PASSAGE
*** Block opens ***
With all of my travel and busy-ness I realized I completely forgot to upload my ROSE poster — so here it is. I presented this poster at the Reaching Our Sisters Everywhere 4th Annual Breastfeeding Summit in Atlanta, that happened about two weeks ago, but seems like yesterday. The summit was in Atlanta, GA on August 19-21, and the topic this year was Building Bridges across the Chasm of Breastfeeding Inequities.There were various speakers — I missed 99% of the presentation by Camara Phyllis about racism and examining and eliminating its impact — the one I really wanted to see — and dang, I was so disappointed. Of course when I finally did make it to the conference center, during the break everyone was talking about it, and subsequently telling me how unfortunate it was that I didn’t make it once they found out I wasn’t there :/
The food was incredible. The my only grievance was that the caterers took it all away so soon after each meal time, LOL, and didn’t leave it out (I can tend to go several rounds when they got it like that — and make it like that). But I’m not bitter.
Anyway, my poster is about viewing how I work to highlight Black breastfeeding promotion via — well, through constructing a framework of analysis and action through the lens of Black feminist anthropology. I’m trying real hard to shine as bright of a light on this vantage point as I can. I want to make Black feminist anthropology as public as I can, and I think that showing this at a conference where there are folks who are both inside and outside of academia is ideal — that’s my kind of audience. Below is the poster. Below the poster is the abstract that was submitted and was published in the pamphlet.
What is Black feminist anthropology and its relation to Black breastfeeding, and what does an analysis of breastfeeding and action via critical Black feminist anthropology look like? Black feminist anthropology encompasses a body of knowledge that is based upon a multi-faceted set of converging characteristics that construct is framework, and among other characteristics, what is most salient are two primary attributes; being a black feminist an an anthropologist. Most often imposed within this framework are ways to work at instituting forms of thought and unequal treatment across various geographic locations and throughout time. In their distinct locations, both Black feminist and anthropology have too often omitted conversations on breastfeeding. More specifically, when looking at how a society functions, highlighting ways to center racism, Black women’s social position, and also creating an avenue towards challenging the inequity that underscores this legacy, it seems that human lactation never makes a space at the forefront.
How can Black feminist anthropology highlight the greater complexities surrounding the legacy of injustice in Black breastfeeding in the U.S.? Since breastfeeding is a biological function informed by cultural practices, which are influenced by social circumstances, via this rare and crucial vantage point, I will highlight how Black feminist anthropology accesses complexities surrounding breastfeeding injustice, and other less visible blind spots, while underscoring ideas that all operate on an avenue towards strategic and necessary change.
I really liked that I got to attend this year. I haven’t been since the first one, but it was nice being there seeing folks I hadn’t seen in a while, meeting folks I had never met before and hearing some of the presentations. Also, I may join NAPPLSC, which stands for National Association of Professional and Peer Lactation Supporters of Color — and it’s a new organization started by ROSE and is geared toward offering support to those in the profession. Now, we all know about my politics and how I feel about the increase in professional breastfeeding services, right?! In case you need a reminder or you have a question mark lingering over your head in order to understand why I’m even mentioning this it’s because I do not believe breastfeeding professionalism it is a form of justice, or that it is working to end breastfeeding inequity. If anything, I believe it is dong the exact opposite and reiterating various formations of injustice as well as establishing new and additional layers of it — including a hierarchy and oligarchy since it places the knowledge of a tradition that has sustained the human race into the hands of a select few who have access to formal education, funding and status — that’s just one reason — I gots plenty. And I stand on my views without apologizing for them. But if professionals of color feel they need to converge to offer a greater level of support to each other in order to offer a greater level of care for their clients, then that’s worth supporting these efforts with a 35 dollar membership fee. I think the founder of the Native American Breastfeeding Coalition of Washington convinced me of that.
*** Block closes ***
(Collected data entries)
*** Block opens ***
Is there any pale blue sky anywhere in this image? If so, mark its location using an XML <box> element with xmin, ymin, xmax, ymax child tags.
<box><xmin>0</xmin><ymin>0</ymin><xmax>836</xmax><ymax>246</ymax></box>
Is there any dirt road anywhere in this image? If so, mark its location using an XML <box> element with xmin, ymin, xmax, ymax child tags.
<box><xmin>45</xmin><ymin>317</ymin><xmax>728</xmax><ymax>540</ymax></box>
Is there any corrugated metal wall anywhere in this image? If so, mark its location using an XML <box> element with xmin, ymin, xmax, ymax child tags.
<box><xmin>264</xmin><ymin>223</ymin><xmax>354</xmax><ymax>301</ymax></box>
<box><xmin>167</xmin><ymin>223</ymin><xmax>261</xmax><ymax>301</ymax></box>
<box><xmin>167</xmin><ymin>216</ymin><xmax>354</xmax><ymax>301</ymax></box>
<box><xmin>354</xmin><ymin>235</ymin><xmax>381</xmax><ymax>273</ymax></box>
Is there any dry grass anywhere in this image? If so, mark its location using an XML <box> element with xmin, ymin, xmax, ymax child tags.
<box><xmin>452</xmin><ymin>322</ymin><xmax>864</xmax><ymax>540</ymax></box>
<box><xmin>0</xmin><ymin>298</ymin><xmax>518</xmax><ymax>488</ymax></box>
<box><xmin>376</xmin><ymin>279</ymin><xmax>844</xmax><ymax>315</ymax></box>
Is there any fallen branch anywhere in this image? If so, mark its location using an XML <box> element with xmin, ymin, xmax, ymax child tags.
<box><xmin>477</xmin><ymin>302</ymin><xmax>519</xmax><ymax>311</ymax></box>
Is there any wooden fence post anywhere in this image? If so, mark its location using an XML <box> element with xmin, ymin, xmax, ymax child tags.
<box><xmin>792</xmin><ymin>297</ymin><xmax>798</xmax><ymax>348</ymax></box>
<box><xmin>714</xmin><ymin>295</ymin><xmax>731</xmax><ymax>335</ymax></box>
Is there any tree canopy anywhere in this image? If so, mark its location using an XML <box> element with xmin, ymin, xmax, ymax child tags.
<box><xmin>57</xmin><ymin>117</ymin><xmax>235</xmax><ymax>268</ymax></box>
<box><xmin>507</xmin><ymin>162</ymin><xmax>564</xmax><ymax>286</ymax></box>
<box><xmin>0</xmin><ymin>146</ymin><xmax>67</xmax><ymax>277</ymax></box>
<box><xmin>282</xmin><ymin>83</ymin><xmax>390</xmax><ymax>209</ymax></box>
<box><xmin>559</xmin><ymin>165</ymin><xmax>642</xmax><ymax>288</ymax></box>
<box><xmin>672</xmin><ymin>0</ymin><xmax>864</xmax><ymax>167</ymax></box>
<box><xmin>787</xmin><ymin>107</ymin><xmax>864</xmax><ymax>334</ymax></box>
*** Block closes ***
TASKS TO CARRY OUT
a. In the post about the breastfeeding summit, copy the passage starting at "How can Black" and ending at "and necessary change.".
b. According to the post about the breastfeeding summit, what does NAPPLSC stand for?

ANSWERS IN ORDER
a.
How can Black feminist anthropology highlight the greater complexities surrounding the legacy of injustice in Black breastfeeding in the U.S.? Since breastfeeding is a biological function informed by cultural practices, which are influenced by social circumstances, via this rare and crucial vantage point, I will highlight how Black feminist anthropology accesses complexities surrounding breastfeeding injustice, and other less visible blind spots, while underscoring ideas that all operate on an avenue towards strategic and necessary change.

b. National Association of Professional and Peer Lactation Supporters of Color